Texto proporcionado:

★ ★ ★ ★ ★ ★ ★

La presidenta de Madres de Plaza de Mayo falleció este domingo a los 93 años.
Hebe de Bonafini, titular de Madres de Plaza de Mayo, el organismo que le plantó cara a la última dictadura militar en pleno terrorismo de Estado, en 1977, y que reveló años más tarde los horrores del “proceso”.
La asociación le dio entidad internacional y valor de lenguaje cotidiano a una nueva y trágica figura del violento mundo político argentino, la del “desaparecido”; el grupo de mujeres que, con un pañuelo blanco en la cabeza, impidió en 1983 una retirada decorosa del poder militar, que había dictado una ley de autoamnistía para ocultar y alejar de todo proceso judicial a sus miles de asesinatos.
Fue una mujer que despertó fervores y rechazos. Le llamaban “La Roca” por su terquedad, su obstinación, su intransigencia, sus desplantes, su franqueza, su lenguaje llano y brutal, sus arranques que la colocaban siempre al borde de la perturbación. Vivió una tragedia personal inmensa, la desaparición de sus dos hijos y la de su nuera, a manos de los centuriones de la dictadura; y convirtió ese dolor privado en un dolor colectivo, le dio a su drama y al del resto de las madres, una dimensión social como nunca antes tuvo un drama en la Argentina.
Bonafini hizo incluso algo más: por propia decisión, y sin muchos más fundamentos que los que le dictaba su tragedia personal, quitó toda autoridad moral a los gobiernos democráticos del país en los últimos treinta años hasta que, seducida por el ex presidente Néstor Kirchner, adhirió al gobierno con la furia de los conversos, mientras se ponía al frente del programa “Sueños compartidos”, un plan de viviendas que manejó al menos mil doscientos millones de pesos y por el que terminó acusada de corrupción y envuelta en un escándalo cuya investigación y aristas judiciales está en manos de la Justicia federal.
Fue en estos últimos años en los que su figura perdió prestigio internacional y adhesión popular en el país. Coincidió también con sus exabruptos más violentos por los que llegó a valorizar la tremenda lucha armada de los años 70, a incitar a los adolescentes a “la rebeldía y al combate”, a celebrar el atentado contra las Torres Gemelas, a ensalzar la guerrilla vasca ETA, la del mexicano Ejército Zapatista y la de las FARC de Colombia, a organizar un juicio popular a la prensa, a calificar de “turros” a los jueces de la Corte y a amenazar con tomar el Palacio de Justicia y a denigrar la elección del cardenal Bergoglio como Papa para luego, en coincidencia con el giro del Gobierno, enviarle una elogiosa carta personal en julio de 2012 y visitarlo para rogar su perdón en mayo de 2016.

★ ★ ★ ★ ★ ★ ★

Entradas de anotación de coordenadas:
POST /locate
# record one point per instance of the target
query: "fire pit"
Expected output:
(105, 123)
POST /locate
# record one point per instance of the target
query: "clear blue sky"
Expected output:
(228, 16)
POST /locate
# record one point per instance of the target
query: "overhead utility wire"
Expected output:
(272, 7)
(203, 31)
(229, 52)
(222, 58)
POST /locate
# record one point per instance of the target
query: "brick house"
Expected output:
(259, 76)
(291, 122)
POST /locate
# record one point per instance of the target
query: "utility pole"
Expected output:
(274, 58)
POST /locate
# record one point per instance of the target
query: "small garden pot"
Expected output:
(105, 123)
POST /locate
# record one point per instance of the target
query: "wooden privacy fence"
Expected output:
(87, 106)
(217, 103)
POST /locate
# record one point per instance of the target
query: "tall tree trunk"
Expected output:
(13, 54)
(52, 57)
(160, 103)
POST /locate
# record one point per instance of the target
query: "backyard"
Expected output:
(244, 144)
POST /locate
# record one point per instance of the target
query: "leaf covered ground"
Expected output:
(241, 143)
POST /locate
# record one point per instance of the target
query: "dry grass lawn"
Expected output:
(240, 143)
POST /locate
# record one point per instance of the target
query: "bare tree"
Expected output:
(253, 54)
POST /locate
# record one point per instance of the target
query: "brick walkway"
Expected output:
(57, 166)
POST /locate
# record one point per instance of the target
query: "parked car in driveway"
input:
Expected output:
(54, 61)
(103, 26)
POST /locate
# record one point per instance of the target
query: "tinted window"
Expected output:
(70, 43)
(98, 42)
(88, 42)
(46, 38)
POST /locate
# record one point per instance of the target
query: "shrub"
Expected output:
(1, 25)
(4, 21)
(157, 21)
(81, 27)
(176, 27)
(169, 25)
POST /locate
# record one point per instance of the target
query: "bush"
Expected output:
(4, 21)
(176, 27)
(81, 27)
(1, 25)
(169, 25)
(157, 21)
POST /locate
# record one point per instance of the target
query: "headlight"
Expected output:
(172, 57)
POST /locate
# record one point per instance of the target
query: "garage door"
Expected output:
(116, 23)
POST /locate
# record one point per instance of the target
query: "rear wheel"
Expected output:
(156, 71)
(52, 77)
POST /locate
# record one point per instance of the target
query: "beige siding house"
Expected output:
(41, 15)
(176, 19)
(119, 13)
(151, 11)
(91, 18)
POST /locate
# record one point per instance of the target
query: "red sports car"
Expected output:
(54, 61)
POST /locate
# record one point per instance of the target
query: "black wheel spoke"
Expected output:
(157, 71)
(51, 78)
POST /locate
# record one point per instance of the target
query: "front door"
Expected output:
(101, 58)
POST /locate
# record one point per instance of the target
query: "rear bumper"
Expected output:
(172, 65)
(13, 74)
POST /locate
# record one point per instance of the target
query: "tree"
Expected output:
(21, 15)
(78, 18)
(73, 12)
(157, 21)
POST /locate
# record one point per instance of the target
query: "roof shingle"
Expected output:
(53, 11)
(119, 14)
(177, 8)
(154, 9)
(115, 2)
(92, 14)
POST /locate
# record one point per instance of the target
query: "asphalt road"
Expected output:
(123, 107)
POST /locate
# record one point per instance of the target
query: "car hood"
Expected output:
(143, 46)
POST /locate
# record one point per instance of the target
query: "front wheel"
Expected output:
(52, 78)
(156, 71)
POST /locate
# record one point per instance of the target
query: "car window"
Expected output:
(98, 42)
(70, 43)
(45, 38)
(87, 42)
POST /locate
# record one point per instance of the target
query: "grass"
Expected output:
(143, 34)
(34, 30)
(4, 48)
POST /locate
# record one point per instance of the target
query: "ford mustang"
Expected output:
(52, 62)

★ ★ ★ ★ ★ ★ ★

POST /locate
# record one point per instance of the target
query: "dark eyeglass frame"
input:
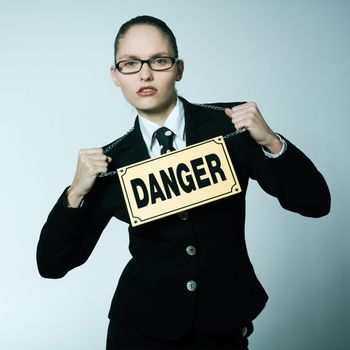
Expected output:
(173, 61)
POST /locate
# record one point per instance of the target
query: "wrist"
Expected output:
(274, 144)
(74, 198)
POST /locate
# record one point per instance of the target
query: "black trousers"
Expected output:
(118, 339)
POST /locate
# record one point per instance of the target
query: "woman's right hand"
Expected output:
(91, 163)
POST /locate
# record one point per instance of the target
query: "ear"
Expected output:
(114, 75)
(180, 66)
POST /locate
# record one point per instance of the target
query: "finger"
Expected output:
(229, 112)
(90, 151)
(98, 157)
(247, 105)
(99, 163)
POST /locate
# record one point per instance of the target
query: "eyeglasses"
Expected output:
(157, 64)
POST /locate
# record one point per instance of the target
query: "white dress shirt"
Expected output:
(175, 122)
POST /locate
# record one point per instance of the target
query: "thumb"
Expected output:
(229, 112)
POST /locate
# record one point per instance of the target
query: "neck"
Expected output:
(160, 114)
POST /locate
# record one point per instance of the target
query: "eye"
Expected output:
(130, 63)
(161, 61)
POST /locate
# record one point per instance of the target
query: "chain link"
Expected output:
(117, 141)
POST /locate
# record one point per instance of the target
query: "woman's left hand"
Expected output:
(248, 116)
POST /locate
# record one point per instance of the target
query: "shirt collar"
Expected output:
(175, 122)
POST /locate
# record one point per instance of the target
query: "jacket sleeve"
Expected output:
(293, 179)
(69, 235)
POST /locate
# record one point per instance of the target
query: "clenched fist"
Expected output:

★ ★ ★ ★ ★ ★ ★

Acciones requeridas:
1. Recopila cada línea del listado en la que aparezca la palabra "utility".
2. Retoma el texto sobre Hebe de Bonafini y continúalo a partir de su última oración.

Respuestas por tarea:
1.
query: "overhead utility wire"
query: "utility pole"

2.
Impulsó, a su modo, la instauración de un estado revolucionario que sabía imposible, que borrara para siempre el sistema y las leyes que le daban cobijo a su prédica, a la organización que presidía y, con el kirchnerismo, a su propia cuota de poder personal; encarnó también otro imposible: proyectó, proclamó y pretendió encarnar lo que, pensó, sería hoy la lógica y las ideas de sus hijos asesinados y las del resto de los “desaparecidos”.
Bonafini nació en Ensenada, en el barrio El Dique, el 4 de diciembre de 1928. Hija de un español planchador de sombreros y de una argentina ama de casa, creció en un hogar humilde del que habló siempre con inocultable orgullo. Casi sin educación formal más allá de la primaria, se ganó la vida desde muy joven confeccionando ponchos y otras prendas en unos telares que, solía decir, le hicieron conformar una especie de cooperativa junto a otras mujeres tejedoras. Muy joven también, a los 14 años, se puso de novia con Humberto Bonafini, que tenía 17 y sería su esposo durante treinta y tres años. Se casaron, después de seis años de noviazgo, el 12 de diciembre de 1949 en la iglesia San Francisco de La Plata, tuvieron tres hijos, Jorge, Raúl y Alejandra, y fueron un arquetipo del modelo del primer peronismo: ascenso social y económico de los sectores más humildes, posibilidad de ahorro y de compra de la casa propia, hijos en la universidad, con llegada a un nivel educativo que le había sido negado a sus padres.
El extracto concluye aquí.